— BEGIN Raw data —
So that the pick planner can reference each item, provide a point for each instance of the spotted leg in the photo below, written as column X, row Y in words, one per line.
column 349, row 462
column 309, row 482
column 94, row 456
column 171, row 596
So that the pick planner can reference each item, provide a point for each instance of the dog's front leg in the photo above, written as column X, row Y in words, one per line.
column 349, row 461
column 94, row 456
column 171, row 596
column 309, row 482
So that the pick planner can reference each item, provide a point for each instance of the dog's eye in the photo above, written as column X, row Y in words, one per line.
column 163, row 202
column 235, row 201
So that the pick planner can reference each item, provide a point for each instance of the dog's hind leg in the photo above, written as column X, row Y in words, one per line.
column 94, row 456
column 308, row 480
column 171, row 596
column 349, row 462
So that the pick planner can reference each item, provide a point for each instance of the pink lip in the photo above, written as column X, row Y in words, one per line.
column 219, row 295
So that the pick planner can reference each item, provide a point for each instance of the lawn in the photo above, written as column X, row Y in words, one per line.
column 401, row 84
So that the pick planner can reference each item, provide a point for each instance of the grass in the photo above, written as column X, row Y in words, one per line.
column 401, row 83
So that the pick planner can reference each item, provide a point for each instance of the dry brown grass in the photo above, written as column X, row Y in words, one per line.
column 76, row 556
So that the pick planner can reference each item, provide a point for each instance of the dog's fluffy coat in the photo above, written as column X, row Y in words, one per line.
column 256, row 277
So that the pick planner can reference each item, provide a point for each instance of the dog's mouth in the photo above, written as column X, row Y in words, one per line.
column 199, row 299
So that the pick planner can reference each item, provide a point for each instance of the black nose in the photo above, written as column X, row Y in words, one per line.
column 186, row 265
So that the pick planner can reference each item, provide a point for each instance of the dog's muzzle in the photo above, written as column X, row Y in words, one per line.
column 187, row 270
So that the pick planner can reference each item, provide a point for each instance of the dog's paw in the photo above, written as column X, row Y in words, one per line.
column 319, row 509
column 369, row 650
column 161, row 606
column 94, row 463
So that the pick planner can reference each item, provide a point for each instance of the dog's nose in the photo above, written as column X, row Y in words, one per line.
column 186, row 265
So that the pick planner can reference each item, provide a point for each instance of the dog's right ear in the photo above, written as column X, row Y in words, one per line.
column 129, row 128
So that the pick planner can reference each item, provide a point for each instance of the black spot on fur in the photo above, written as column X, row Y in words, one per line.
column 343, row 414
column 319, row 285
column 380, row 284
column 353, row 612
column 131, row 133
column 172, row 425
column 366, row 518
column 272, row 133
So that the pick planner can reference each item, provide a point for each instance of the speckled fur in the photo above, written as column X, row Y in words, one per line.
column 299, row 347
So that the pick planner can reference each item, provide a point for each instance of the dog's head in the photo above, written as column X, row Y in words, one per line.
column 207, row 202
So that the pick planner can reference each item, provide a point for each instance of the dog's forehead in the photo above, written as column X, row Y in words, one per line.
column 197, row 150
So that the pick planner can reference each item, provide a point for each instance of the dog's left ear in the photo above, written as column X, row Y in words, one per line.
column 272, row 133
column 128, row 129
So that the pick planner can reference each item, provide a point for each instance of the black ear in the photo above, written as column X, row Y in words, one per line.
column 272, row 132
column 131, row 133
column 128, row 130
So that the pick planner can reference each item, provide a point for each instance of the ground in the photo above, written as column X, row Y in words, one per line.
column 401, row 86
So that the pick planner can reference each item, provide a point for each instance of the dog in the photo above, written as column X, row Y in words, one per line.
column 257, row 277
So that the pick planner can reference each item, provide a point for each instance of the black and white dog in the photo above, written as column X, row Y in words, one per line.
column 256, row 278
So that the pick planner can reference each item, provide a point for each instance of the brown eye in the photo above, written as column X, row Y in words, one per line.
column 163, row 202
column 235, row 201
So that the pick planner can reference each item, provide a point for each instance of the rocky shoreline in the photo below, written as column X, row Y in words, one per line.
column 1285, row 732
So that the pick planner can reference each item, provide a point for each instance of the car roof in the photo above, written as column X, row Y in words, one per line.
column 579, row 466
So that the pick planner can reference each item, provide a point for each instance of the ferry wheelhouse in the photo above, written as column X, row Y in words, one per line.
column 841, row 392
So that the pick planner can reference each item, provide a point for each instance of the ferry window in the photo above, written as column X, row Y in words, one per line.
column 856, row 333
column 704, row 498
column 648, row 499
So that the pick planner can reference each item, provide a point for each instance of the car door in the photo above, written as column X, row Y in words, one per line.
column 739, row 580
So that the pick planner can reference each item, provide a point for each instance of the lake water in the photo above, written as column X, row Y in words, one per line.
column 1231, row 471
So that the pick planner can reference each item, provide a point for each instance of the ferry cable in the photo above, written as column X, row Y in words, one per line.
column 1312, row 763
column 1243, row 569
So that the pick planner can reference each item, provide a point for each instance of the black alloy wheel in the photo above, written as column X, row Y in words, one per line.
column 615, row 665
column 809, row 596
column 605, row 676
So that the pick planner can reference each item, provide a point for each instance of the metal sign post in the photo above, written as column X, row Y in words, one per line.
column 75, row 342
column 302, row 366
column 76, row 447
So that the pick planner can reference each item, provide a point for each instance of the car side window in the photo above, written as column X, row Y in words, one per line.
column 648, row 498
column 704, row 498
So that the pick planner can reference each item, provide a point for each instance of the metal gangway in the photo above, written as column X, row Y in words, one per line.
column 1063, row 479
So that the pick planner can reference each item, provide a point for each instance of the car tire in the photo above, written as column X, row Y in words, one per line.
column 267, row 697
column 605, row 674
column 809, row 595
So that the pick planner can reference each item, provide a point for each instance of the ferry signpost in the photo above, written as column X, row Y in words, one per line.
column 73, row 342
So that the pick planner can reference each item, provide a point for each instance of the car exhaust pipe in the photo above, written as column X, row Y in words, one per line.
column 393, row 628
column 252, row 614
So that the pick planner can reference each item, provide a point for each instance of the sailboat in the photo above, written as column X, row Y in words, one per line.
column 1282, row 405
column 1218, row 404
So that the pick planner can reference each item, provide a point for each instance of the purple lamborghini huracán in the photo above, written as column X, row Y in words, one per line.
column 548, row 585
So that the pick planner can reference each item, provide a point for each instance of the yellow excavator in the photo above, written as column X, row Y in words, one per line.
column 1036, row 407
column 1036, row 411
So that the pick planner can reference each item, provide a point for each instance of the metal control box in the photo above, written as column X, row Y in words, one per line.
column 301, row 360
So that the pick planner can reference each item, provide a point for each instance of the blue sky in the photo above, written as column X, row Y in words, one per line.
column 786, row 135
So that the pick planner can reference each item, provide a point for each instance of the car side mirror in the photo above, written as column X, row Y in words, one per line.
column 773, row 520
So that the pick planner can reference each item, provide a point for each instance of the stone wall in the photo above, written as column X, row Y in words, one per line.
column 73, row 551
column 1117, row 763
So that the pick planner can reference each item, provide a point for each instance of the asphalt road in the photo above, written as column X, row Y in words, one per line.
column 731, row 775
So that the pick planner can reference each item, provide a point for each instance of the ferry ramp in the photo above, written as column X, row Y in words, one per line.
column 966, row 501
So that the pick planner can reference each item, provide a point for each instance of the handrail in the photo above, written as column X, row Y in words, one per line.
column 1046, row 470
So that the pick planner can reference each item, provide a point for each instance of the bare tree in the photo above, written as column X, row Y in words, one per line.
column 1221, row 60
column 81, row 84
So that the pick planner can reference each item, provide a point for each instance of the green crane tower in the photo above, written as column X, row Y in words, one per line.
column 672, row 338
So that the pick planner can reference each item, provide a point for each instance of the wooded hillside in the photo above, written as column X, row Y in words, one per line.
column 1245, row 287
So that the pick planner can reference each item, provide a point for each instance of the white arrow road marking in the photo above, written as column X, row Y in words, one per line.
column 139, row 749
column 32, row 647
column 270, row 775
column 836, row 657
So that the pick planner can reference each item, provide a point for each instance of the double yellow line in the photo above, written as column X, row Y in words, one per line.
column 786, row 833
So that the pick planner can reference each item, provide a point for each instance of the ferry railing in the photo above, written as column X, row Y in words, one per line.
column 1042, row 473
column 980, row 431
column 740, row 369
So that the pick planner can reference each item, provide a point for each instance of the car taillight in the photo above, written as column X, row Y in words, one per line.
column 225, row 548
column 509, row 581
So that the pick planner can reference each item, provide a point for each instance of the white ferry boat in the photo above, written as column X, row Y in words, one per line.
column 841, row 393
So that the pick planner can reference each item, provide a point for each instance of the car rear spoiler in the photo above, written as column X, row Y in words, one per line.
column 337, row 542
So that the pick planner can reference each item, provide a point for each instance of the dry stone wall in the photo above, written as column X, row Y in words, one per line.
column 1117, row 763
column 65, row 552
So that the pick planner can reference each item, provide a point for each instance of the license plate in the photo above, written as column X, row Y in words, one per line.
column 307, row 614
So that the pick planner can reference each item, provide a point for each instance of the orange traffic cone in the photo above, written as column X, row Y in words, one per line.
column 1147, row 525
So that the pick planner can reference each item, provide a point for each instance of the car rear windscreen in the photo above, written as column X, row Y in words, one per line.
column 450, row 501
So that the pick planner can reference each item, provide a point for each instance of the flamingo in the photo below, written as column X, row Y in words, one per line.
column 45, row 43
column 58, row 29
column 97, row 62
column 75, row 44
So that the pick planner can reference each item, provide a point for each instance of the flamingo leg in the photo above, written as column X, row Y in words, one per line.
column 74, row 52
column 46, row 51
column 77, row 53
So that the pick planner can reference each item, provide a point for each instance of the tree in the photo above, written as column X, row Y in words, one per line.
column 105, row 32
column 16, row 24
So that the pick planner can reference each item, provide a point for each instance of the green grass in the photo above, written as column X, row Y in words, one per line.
— END Raw data —
Exercise: Give the items as a two-column CSV with the headers item_text and answer, one row per item, starting with the line that contains "of the lake" and going on through the line that contains "column 1063, row 479". Put each item's text and its answer in a single quoted field, with line breaks turned into spaces.

Complete response:
item_text,answer
"So that the pick planner can reference each item, provide a point for each instance of the lake water in the photo above, written as column X, row Y in words, one per line.","column 1231, row 471"
"So that the pick planner can reference each item, provide a point for each instance of the ferry cable in the photo above, written as column X, row Y in words, one per line.","column 1312, row 763 column 1243, row 569"
"So that the pick planner can reference each item, provide a point for each instance of the black alloy wheel in the photo above, written as column X, row Y in words, one per line.","column 615, row 665 column 809, row 596 column 605, row 676"
"So that the pick planner can reference each item, provide a point for each instance of the metal sign post in the photo above, written as column X, row Y in words, one per line.","column 75, row 342 column 302, row 366 column 76, row 447"
"So that the pick planner can reference each item, provide a point for each instance of the car side window in the photo above, written as column X, row Y in words, one per line.","column 648, row 498 column 704, row 498"
"So that the pick planner can reference each item, provide a point for each instance of the metal gangway in the photo above, written as column X, row Y in words, one per line.","column 1063, row 479"